Exercise description
From the material that follows, pick out each line containing the word "cabinet" and copy those lines without changes.

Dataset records
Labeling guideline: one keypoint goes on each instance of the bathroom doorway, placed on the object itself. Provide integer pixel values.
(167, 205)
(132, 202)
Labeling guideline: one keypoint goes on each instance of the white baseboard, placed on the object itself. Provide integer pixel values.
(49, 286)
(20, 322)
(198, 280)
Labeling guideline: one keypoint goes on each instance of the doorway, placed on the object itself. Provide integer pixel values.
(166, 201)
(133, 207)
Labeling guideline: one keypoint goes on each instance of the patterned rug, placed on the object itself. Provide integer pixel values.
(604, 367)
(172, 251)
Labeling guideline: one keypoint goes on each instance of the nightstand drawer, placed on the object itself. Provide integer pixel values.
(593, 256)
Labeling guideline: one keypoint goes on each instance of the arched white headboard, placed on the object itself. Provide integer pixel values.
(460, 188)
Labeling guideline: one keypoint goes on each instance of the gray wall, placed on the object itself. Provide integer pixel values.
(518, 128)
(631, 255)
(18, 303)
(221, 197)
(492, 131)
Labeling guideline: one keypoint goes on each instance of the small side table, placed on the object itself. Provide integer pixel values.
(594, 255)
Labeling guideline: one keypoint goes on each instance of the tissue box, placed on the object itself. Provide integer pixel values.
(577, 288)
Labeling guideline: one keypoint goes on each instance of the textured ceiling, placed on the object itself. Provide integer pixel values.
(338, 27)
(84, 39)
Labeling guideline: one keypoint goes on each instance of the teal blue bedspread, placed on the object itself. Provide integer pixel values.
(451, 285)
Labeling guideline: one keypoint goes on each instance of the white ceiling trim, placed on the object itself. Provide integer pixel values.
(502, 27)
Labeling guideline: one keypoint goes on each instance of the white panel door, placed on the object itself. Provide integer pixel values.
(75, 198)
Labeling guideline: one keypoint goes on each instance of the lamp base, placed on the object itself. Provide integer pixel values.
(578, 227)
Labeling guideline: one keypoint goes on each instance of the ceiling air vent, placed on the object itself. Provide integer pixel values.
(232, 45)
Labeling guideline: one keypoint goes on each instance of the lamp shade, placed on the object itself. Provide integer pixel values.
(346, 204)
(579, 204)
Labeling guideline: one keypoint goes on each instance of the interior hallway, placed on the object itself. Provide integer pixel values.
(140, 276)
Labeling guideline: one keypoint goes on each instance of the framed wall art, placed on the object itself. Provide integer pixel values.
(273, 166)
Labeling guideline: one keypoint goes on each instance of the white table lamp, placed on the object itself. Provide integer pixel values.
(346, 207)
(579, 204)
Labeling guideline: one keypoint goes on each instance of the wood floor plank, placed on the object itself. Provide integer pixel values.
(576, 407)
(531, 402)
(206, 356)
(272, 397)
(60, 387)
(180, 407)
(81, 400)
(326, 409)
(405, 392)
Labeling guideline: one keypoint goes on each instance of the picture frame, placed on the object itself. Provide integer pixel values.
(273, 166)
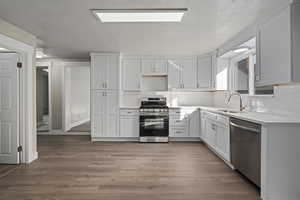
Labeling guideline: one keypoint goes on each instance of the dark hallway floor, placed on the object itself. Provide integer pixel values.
(71, 167)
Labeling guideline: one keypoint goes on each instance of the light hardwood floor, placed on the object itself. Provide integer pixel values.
(71, 167)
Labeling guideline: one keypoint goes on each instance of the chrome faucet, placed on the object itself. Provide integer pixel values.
(241, 100)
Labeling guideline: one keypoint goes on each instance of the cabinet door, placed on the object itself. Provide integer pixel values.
(111, 125)
(174, 72)
(98, 102)
(203, 128)
(275, 50)
(211, 132)
(154, 67)
(98, 71)
(178, 132)
(112, 82)
(129, 126)
(96, 126)
(131, 74)
(194, 127)
(112, 102)
(148, 66)
(160, 67)
(205, 72)
(223, 141)
(189, 73)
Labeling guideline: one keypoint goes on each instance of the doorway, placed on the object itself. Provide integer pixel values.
(23, 144)
(9, 110)
(43, 98)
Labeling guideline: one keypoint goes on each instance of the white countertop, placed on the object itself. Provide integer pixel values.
(257, 117)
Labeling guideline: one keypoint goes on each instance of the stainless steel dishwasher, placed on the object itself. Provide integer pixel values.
(245, 148)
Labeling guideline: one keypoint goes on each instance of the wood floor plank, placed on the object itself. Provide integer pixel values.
(73, 168)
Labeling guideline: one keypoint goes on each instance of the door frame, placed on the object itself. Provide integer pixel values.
(65, 92)
(49, 65)
(27, 121)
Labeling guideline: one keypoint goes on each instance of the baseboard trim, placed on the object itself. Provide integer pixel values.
(185, 139)
(117, 139)
(72, 125)
(136, 139)
(60, 132)
(34, 157)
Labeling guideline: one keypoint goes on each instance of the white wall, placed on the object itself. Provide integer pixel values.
(173, 98)
(57, 72)
(284, 101)
(20, 35)
(77, 82)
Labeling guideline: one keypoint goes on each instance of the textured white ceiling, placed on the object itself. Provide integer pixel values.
(69, 30)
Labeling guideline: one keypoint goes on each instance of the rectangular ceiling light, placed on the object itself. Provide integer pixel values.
(140, 15)
(3, 49)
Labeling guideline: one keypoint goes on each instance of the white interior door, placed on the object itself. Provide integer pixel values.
(9, 108)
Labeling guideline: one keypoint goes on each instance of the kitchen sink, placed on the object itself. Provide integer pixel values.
(228, 111)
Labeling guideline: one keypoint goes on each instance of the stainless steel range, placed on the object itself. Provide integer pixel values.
(154, 120)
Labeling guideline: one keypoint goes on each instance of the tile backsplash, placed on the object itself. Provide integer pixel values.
(286, 100)
(174, 98)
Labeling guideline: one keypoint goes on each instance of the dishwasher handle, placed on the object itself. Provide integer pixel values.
(245, 128)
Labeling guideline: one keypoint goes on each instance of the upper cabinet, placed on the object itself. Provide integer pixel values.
(104, 68)
(152, 66)
(131, 72)
(182, 73)
(279, 48)
(189, 73)
(205, 72)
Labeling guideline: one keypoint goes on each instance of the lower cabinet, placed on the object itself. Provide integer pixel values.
(194, 126)
(215, 132)
(104, 114)
(129, 126)
(104, 125)
(184, 123)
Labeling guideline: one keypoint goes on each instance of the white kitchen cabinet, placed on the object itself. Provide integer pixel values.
(178, 124)
(194, 126)
(174, 74)
(131, 72)
(211, 133)
(104, 71)
(129, 123)
(216, 133)
(278, 52)
(184, 123)
(182, 73)
(223, 141)
(104, 113)
(154, 66)
(203, 128)
(205, 72)
(189, 73)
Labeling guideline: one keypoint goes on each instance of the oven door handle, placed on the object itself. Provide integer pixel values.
(245, 128)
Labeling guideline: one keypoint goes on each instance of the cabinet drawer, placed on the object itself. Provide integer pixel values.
(178, 122)
(175, 112)
(223, 119)
(211, 116)
(129, 112)
(178, 132)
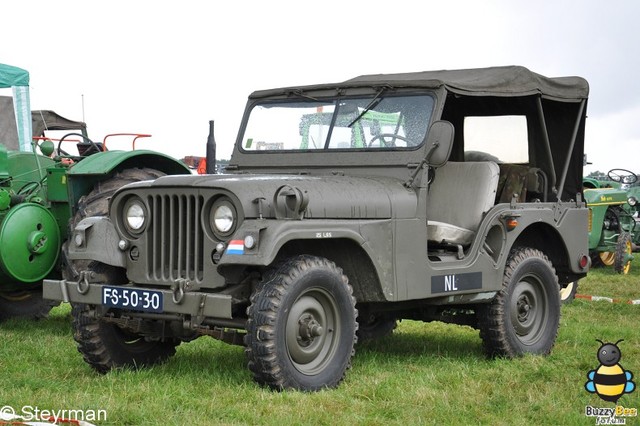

Task answer
Labeling guideline: one keypoint goes on each instance of the cabinet door, placed on the object itself. Provide integer pixel values.
Labeling guideline: one keypoint goes on each instance of the upper cabinet, placed on the object itself. Provide integer pixel values.
Labeling guideline: one keypoint goes on each instance of the lower cabinet, placed on the object itself. Provide integer pixel values.
Labeling guideline: one keypoint goes on each instance of the white kitchen cabinet, placed on the object itself. Provide integer pixel values.
Labeling guideline: one keypoint goes on each instance of the cabinet drawer, placed on the object itself. Provide integer pixel values.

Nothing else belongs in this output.